* TASK *
Please reproduce the entries in full. Keep every character the same.
____
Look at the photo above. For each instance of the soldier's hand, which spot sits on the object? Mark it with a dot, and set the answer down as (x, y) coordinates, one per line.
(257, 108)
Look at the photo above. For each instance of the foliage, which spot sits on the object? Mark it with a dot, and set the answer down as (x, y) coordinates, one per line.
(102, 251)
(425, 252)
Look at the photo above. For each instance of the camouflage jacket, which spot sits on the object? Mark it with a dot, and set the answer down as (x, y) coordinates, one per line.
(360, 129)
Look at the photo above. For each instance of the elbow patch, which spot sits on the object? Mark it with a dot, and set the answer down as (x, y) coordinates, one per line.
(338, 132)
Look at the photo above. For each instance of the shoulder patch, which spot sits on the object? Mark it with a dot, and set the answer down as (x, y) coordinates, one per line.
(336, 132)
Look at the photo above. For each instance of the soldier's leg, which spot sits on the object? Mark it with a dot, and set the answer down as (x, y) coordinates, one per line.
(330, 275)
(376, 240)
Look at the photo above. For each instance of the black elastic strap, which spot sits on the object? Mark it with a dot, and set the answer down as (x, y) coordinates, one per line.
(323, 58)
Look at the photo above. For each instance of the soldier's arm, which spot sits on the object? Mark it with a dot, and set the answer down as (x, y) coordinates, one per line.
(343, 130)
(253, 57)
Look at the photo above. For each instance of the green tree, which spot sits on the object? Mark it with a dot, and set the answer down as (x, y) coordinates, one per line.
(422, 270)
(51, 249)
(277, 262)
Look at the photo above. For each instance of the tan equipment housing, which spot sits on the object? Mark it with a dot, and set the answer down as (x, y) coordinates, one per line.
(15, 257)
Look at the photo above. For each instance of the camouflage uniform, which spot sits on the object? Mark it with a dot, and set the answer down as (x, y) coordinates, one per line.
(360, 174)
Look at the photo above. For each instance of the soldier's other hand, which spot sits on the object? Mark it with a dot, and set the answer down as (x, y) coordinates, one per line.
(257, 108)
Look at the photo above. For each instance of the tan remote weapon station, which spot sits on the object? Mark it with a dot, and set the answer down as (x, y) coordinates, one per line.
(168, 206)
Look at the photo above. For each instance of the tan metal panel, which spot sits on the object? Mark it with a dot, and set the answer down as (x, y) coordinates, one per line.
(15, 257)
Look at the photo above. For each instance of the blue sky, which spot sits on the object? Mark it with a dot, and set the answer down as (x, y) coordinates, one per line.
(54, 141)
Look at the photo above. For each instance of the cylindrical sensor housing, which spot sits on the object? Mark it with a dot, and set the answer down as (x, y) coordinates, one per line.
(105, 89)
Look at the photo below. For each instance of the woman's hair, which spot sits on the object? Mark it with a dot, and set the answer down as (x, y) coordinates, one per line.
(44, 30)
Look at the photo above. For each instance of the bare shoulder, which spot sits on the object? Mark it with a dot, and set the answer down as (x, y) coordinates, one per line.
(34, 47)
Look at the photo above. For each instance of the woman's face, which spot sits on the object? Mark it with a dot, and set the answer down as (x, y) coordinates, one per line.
____
* SOLUTION TO THIS PROBLEM *
Look at the photo above. For each instance of the soldier's hand, which spot sits on the object? Mark it with a dot, and set the answer down as (x, y) coordinates, one per line.
(257, 108)
Look at the photo above. For each instance of the foliage, which spot sits on the object? Mark it with a dot, and set the answer down as (x, y) coordinates, one per line.
(102, 251)
(425, 252)
Look at the photo above. For each instance of the camouflage jacket, which spot sits on the object? Mark it with a dot, and set the answer down as (x, y) coordinates, one per line.
(360, 129)
Look at the photo above. For each instance of the elbow patch, which spot sits on the object? Mark it with a dot, and set the answer down as (x, y) coordinates, one per line.
(338, 132)
Look at the photo above. For each instance of the shoulder patch, which spot sits on the object? Mark it with a dot, and set the answer down as (x, y) coordinates, one per line.
(336, 132)
Look at the photo above. For each instance of the soldier's leg, which spot sits on the object? Mark it with a dot, and set the answer down as (x, y) coordinates, one per line.
(330, 275)
(376, 240)
Look at the photo above. For each instance of the black elastic strap, which spot sits on the object? Mark it with a dot, and set the answer down as (x, y) coordinates, one per line.
(323, 58)
Look at the photo above. For each instance of the soldier's arm, which spot sits on the object? Mark it with a dot, and set the answer down as (x, y) coordinates, one per line.
(343, 130)
(253, 57)
Look at the photo above. For each instance of the green tree, which spot sits on the object? Mark it with a dot, and set the answer down as (x, y) coordinates, one per line.
(422, 270)
(51, 249)
(277, 262)
Look at the photo above. For each instance of the tan equipment housing, which spot sits on the object? Mark it with a dot, and set the answer down as (x, y) coordinates, one per line.
(15, 257)
Look at the photo above. For each instance of the camouflage uniform, which spot sits on the object? Mark it with a dot, and set the answer down as (x, y) coordinates, one per line.
(360, 174)
Look at the photo above. For each instance of the soldier's other hand, which spot sits on the object? Mark it with a dot, and set the answer down as (x, y) coordinates, one per line.
(257, 108)
Look at the photo above. For each instance of the tan remote weapon station, which spot sits on the object? Mark it with a dot, and set the answer down as (x, y) coordinates, one per line.
(168, 206)
Look at the photo above. For each instance of the tan metal panel, which spot sits on the object? Mark it with a dot, and set the answer down as (x, y) coordinates, one per line.
(15, 257)
Look at the photo above. For each instance of the blue sky, which spot sits on the object? Mark it with a dot, and set the answer down as (x, y) coordinates, one per line.
(54, 141)
Look at the photo above. For each instance of the cylindrical sensor housing, which spot sits on the object? Mark it with a dot, and set the answer down as (x, y) coordinates, one per line.
(105, 89)
Look at the photo below. For each instance of the woman's hair, which spot sits on the object? Mark it with a dot, and set the answer down as (x, y) coordinates, one per line.
(44, 30)
Look at the photo above. For each instance of the bare shoulder, which spot sits on the object? Mark it with a dot, and set the answer down as (x, y) coordinates, one per line.
(34, 47)
Look at the photo above. For each instance of the woman's face, which spot sits on the object? Mark it with a dot, and set the answer down as (x, y) coordinates, one per line.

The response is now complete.